Description of the task >>
Only the lines that include "brim" should be copied from the data below.

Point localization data
--------------------

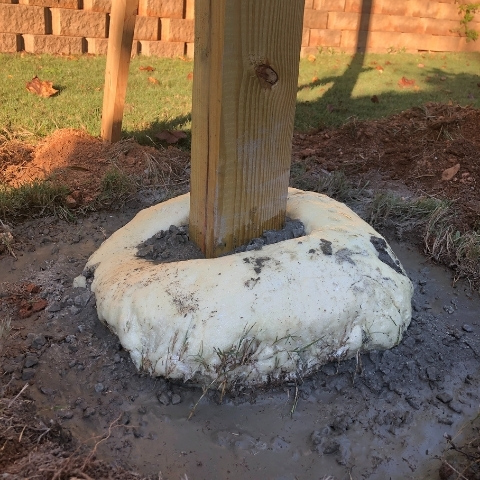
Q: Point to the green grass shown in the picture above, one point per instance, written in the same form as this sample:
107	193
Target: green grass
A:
332	89
338	86
37	199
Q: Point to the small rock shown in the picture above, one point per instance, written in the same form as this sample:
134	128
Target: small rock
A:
99	387
449	309
164	399
31	361
54	307
39	341
82	299
28	373
444	397
88	412
331	447
65	414
455	406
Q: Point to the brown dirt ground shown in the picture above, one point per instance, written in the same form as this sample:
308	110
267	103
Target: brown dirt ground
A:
416	148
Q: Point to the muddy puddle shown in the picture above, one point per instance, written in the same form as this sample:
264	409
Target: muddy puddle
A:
379	416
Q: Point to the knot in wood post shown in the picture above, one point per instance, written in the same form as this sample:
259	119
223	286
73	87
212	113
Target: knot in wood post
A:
267	75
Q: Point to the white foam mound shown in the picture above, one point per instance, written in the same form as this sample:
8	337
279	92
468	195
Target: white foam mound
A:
255	317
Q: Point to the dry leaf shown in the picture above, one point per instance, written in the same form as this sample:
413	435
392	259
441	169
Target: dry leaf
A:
449	173
41	87
406	83
171	136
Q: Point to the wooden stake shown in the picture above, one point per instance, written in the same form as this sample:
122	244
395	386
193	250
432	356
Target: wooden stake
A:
120	41
244	93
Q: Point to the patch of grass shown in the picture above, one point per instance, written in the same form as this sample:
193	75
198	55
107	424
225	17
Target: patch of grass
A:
333	88
36	199
338	86
116	187
387	207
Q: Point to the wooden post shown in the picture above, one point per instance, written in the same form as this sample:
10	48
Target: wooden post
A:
244	93
120	41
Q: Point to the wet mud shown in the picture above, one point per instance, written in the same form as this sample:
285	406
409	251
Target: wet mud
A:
377	416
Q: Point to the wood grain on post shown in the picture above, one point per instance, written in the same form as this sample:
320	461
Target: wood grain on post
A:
244	93
120	41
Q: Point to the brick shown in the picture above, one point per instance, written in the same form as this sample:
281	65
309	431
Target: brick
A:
305	37
161	8
190	9
104	6
325	38
53	44
315	19
22	19
421	8
162	49
99	46
78	23
52	3
9	42
343	21
177	30
306	51
441	27
329	5
190	50
396	23
147	28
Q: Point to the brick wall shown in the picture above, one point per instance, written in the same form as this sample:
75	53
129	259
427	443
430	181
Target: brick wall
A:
166	27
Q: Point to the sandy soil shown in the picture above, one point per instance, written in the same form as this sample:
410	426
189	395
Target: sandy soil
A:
393	414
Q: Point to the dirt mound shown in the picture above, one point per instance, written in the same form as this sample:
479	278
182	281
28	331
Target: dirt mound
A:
433	150
80	161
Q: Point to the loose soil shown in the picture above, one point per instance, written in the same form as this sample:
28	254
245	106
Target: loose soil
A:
85	411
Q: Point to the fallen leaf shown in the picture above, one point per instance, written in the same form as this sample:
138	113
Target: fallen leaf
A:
42	88
171	136
449	173
406	83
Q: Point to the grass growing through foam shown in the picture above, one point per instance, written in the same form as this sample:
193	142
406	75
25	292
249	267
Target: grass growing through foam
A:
331	89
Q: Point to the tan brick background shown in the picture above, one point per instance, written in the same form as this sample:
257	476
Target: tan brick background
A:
166	27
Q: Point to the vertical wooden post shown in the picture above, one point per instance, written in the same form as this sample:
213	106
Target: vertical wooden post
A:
244	93
120	41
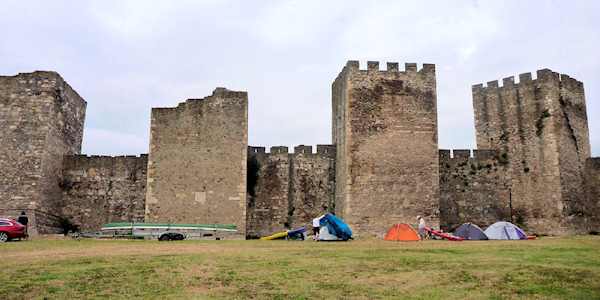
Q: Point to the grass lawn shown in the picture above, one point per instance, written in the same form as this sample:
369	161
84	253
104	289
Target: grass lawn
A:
59	268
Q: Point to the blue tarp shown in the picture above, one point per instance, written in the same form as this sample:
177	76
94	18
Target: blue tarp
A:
336	227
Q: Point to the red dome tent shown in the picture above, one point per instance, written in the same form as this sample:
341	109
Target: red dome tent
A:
402	232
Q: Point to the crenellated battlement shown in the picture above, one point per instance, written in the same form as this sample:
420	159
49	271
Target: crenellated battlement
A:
391	67
462	154
543	76
322	151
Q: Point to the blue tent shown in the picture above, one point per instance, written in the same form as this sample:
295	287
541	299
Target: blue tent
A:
336	227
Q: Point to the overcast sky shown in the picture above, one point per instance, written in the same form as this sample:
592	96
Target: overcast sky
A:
125	57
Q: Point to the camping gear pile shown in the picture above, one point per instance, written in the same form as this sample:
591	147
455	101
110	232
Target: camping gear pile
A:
467	231
331	229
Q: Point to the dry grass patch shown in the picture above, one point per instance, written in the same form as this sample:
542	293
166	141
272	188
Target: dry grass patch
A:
66	268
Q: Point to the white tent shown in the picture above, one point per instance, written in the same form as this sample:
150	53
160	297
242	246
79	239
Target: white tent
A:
504	231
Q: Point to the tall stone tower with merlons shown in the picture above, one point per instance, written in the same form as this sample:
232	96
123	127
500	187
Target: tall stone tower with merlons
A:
197	161
385	130
541	127
41	123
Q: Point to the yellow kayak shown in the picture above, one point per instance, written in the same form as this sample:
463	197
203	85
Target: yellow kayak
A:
278	235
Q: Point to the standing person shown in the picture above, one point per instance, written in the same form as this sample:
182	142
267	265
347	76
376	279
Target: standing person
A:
421	228
317	226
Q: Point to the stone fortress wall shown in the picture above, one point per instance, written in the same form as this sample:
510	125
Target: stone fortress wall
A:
385	131
289	189
384	165
472	188
41	122
541	127
197	161
101	189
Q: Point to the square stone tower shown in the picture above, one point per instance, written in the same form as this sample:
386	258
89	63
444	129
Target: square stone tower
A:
41	122
197	161
385	130
541	128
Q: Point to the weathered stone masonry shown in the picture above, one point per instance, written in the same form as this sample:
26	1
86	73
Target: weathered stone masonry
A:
291	189
541	126
100	189
383	167
385	132
197	161
41	122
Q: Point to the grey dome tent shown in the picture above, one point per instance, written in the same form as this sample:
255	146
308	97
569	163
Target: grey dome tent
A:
470	231
504	231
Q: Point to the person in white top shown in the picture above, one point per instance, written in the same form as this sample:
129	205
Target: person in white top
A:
421	227
316	226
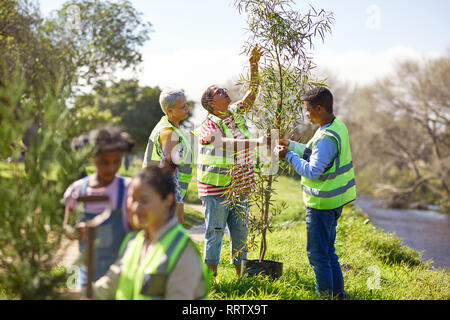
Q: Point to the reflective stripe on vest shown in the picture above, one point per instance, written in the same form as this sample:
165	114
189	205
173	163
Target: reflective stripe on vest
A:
152	155
336	186
147	279
214	164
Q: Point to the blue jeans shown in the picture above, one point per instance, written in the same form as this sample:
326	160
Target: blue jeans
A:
321	235
217	216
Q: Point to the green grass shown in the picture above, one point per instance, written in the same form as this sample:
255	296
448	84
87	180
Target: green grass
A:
365	253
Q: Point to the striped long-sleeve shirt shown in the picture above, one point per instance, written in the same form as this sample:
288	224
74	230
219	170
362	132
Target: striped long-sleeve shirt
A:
243	170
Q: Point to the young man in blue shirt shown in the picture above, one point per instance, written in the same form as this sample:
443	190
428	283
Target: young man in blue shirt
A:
326	167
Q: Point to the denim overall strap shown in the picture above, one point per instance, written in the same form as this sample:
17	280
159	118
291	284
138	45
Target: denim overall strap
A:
108	236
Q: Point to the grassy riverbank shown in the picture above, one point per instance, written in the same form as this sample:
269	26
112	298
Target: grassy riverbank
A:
375	264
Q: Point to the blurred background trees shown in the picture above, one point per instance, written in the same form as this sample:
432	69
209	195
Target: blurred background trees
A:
42	60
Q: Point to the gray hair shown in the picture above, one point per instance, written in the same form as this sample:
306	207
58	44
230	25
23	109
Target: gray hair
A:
169	97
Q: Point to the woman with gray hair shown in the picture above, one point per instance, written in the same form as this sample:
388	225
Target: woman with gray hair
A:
168	147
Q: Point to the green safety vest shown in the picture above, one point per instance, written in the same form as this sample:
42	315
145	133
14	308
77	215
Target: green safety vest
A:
214	164
147	279
153	156
336	186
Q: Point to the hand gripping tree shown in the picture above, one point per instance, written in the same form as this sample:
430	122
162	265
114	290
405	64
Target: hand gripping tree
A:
285	35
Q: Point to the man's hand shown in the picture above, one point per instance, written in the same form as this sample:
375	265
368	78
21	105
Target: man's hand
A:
255	55
281	151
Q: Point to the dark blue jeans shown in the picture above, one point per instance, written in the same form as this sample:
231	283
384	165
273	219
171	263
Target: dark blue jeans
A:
321	234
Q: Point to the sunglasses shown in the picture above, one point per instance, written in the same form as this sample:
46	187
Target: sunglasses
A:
219	91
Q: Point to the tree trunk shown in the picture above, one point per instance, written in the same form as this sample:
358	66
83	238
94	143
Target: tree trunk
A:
267	194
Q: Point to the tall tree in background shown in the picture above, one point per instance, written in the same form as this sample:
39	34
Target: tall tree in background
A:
136	107
40	62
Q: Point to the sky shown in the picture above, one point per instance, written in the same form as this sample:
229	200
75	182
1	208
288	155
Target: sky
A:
197	43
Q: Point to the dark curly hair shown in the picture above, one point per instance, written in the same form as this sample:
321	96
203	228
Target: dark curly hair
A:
160	179
206	98
320	96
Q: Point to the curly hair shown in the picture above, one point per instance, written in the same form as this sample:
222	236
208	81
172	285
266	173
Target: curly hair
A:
320	96
160	179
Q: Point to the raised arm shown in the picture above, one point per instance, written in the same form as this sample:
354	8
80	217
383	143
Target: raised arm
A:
250	96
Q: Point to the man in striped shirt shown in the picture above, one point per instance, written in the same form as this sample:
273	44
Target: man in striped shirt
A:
225	129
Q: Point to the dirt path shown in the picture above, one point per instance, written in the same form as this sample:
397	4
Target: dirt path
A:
68	252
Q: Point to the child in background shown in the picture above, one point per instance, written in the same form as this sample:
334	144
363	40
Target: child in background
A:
109	147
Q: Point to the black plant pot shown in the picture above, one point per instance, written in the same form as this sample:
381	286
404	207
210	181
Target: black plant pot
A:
270	268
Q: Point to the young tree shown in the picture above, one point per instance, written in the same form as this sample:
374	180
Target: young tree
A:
286	36
31	214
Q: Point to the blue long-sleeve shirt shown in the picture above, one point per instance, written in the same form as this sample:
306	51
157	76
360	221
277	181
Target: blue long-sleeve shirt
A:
320	160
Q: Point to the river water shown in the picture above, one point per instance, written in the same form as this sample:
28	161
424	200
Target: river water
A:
419	229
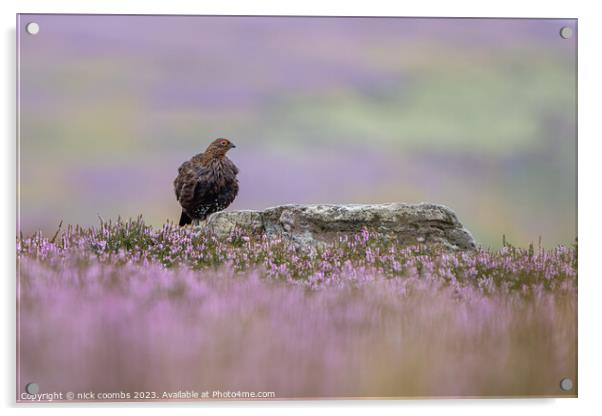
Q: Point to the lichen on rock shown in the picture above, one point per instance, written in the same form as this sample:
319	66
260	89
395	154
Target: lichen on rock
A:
317	224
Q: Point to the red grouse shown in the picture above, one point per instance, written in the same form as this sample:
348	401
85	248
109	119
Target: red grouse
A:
206	183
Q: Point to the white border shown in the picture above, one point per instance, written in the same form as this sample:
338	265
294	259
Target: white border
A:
589	160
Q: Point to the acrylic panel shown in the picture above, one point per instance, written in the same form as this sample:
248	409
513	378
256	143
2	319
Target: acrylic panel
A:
378	207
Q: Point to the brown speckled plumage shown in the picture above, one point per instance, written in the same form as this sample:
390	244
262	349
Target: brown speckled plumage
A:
206	183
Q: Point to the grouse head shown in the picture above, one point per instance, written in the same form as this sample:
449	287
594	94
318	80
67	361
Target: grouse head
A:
219	147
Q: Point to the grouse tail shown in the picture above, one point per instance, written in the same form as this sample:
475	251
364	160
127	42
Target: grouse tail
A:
185	219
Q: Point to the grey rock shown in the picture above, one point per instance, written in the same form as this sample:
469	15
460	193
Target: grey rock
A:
319	224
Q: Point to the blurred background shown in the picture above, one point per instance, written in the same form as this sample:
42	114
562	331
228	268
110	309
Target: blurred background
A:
475	114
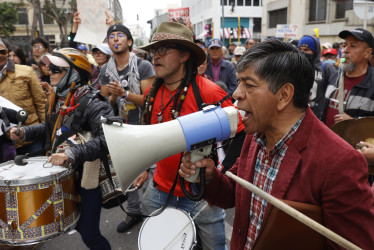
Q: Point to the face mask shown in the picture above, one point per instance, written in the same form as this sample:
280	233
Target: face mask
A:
330	61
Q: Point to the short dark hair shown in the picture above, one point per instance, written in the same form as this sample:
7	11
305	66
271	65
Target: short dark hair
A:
278	63
40	40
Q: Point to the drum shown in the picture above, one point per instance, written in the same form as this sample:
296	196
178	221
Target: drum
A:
172	229
37	201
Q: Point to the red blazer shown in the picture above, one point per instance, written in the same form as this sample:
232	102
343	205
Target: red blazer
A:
319	168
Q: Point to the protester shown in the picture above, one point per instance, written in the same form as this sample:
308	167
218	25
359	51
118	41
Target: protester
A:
16	55
358	79
287	153
124	79
20	85
322	72
101	54
218	68
67	66
249	43
175	59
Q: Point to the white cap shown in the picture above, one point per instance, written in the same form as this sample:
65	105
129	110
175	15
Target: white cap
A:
103	48
238	51
55	60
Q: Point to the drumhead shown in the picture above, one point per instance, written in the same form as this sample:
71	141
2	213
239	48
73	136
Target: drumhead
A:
172	229
37	170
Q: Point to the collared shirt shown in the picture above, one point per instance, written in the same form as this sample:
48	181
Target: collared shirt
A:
266	170
2	70
215	69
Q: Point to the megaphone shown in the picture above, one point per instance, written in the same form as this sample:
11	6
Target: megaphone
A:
134	148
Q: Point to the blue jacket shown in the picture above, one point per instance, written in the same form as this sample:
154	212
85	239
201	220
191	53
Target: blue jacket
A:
227	74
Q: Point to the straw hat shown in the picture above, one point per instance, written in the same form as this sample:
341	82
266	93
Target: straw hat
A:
177	33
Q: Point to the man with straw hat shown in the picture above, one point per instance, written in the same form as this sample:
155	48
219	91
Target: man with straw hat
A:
175	92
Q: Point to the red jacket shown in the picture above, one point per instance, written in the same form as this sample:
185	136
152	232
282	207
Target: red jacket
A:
319	168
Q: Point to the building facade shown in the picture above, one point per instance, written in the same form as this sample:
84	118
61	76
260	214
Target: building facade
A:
327	17
228	20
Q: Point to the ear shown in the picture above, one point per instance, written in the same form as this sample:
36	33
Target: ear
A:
285	96
185	55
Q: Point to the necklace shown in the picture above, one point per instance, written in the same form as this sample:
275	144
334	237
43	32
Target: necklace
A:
160	114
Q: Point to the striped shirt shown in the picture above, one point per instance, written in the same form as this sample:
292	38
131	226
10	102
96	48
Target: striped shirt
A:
266	170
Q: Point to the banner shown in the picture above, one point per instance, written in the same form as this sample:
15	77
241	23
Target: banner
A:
175	15
92	29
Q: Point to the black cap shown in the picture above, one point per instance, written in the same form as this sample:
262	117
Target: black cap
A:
119	27
360	34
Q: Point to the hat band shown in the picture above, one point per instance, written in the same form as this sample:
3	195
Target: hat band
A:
167	36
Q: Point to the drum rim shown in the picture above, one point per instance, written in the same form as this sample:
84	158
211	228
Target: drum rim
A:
36	180
194	239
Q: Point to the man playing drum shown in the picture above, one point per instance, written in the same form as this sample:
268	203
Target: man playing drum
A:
288	153
68	67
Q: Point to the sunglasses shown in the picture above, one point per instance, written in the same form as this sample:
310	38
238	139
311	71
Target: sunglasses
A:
55	69
161	50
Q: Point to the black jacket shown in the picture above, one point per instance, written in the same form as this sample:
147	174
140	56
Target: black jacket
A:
89	151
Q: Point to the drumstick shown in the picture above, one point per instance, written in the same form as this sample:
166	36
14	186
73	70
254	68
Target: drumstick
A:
181	231
294	213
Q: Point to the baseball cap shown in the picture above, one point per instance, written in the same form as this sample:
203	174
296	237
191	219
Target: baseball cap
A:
330	51
360	34
238	51
103	48
214	43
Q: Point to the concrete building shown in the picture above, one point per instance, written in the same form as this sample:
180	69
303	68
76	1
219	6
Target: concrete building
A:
328	16
22	36
217	16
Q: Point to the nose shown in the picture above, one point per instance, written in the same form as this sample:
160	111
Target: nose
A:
238	93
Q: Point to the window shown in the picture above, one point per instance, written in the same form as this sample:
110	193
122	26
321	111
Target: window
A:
257	24
22	16
47	19
317	10
277	17
342	7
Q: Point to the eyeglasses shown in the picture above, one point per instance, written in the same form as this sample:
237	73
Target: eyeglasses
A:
119	35
97	53
38	47
161	50
55	69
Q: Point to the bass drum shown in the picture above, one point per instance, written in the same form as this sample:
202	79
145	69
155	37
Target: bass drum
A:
38	201
172	229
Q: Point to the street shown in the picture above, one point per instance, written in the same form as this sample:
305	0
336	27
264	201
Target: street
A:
119	241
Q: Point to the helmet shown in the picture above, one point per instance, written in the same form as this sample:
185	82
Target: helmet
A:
78	60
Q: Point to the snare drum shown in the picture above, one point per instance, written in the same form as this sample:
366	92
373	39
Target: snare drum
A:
172	229
37	201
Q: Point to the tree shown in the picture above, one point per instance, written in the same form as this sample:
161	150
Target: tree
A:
58	12
8	18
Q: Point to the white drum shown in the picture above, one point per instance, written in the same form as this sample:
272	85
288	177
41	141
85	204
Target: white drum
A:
172	229
38	201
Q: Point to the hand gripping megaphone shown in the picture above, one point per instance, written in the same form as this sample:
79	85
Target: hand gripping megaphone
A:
134	148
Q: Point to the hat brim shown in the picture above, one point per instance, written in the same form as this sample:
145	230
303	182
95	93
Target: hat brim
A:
55	60
197	51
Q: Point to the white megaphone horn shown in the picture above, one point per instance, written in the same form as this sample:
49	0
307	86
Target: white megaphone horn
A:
134	148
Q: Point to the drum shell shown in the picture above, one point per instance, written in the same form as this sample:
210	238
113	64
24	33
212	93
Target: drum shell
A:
37	209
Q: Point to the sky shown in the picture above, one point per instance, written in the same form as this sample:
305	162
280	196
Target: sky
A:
145	10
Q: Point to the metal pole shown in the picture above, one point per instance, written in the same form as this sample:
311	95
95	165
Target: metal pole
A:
223	22
41	33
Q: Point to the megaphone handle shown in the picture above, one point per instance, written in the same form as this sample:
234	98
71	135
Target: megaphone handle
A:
197	155
18	127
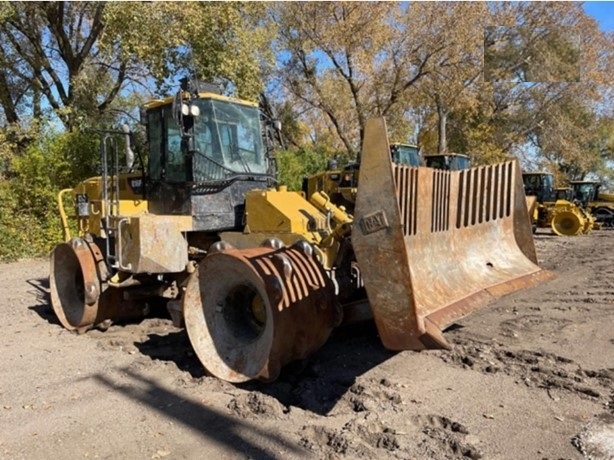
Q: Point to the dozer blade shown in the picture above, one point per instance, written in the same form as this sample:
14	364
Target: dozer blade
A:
435	245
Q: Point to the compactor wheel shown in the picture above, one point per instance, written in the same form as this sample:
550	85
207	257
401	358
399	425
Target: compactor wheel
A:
249	312
74	284
567	223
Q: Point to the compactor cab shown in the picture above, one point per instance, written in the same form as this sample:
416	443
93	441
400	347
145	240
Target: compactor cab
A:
260	276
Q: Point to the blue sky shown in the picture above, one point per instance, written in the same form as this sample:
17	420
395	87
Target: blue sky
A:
603	12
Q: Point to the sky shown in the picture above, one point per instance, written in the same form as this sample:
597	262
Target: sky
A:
603	12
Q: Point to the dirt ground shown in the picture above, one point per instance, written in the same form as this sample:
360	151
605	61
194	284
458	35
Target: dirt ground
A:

--------------------

Response area >>
Q: Point to the hat brim shown in the picture above, one point per instance, written in the same form as this sample:
Target: hat brim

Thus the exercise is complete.